Available records ->
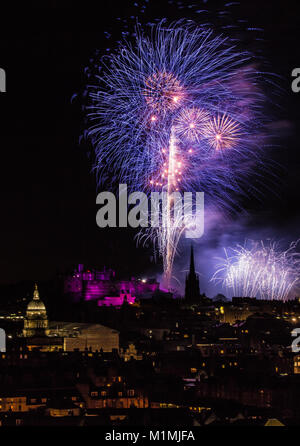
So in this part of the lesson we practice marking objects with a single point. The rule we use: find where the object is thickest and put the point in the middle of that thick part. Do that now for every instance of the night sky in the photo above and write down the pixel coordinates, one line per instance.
(48, 188)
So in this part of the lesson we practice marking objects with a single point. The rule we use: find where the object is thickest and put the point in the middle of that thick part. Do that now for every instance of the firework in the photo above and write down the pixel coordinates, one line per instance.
(167, 112)
(261, 270)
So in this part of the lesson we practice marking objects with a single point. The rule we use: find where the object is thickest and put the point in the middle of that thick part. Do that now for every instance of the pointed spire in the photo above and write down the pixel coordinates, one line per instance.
(36, 295)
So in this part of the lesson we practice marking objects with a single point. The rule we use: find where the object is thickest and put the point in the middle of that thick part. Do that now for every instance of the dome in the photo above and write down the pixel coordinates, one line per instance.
(36, 321)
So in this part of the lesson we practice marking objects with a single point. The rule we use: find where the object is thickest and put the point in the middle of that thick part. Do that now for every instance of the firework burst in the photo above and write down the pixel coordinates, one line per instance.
(262, 270)
(163, 110)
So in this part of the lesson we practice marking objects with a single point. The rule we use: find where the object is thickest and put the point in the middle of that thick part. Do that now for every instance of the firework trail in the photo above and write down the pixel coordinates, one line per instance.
(261, 270)
(177, 110)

Exercise details -> Please convert every one of the rows above into a Markdown table with the columns "No." and "Line", numbering each line and skipping blank ones. Leave the pictures out.

Problem solution ->
| No. | Line |
|---|---|
| 1 | So in this part of the lesson we practice marking objects with a single point. The rule we use: find where the object is thickest and put the point in the middle of that thick part. Do that now for every instance of the night sky in the photo above and write down the pixel coordinates, one line per instance. |
| 2 | (48, 188) |
| 3 | So in this part of the lesson we practice marking objects with a single point. The rule we use: find where the object is thickest and put the point in the middle of that thick part. Do that now for every instance of the firework in the photo above and write down the pixel coordinates, one line per instance. |
| 4 | (167, 112) |
| 5 | (261, 270) |
| 6 | So in this part of the lesson we practice marking objects with a single point. The rule we use: find where the object is thickest and put the point in the middle of that thick part. Do that now for every instance of the pointed spire in the photo above and write down the pixel coordinates, one line per instance. |
| 7 | (36, 295) |
| 8 | So in this part of the lesson we practice marking objects with a single point. The rule we use: find where the object is thickest and put the point in the middle of that thick part. Do that now for every instance of the dome in the photo above and write down the pixel coordinates, one line per instance. |
| 9 | (36, 321) |
| 10 | So in this part of the lesson we practice marking objects with a single point. The rule we use: find where the object is thickest and put the point in the middle of that thick part. Do that now for every instance of the firework burst in the photo above and write down the pixel coordinates, one line per instance. |
| 11 | (262, 270) |
| 12 | (163, 110) |
| 13 | So in this part of the lesson we practice marking objects with a single point. The rule we use: find where the object is thickest and put the point in the middle of that thick part. Do that now for every instance of the firework trail in the photo above and write down the pixel coordinates, one line per instance. |
| 14 | (261, 270) |
| 15 | (177, 110) |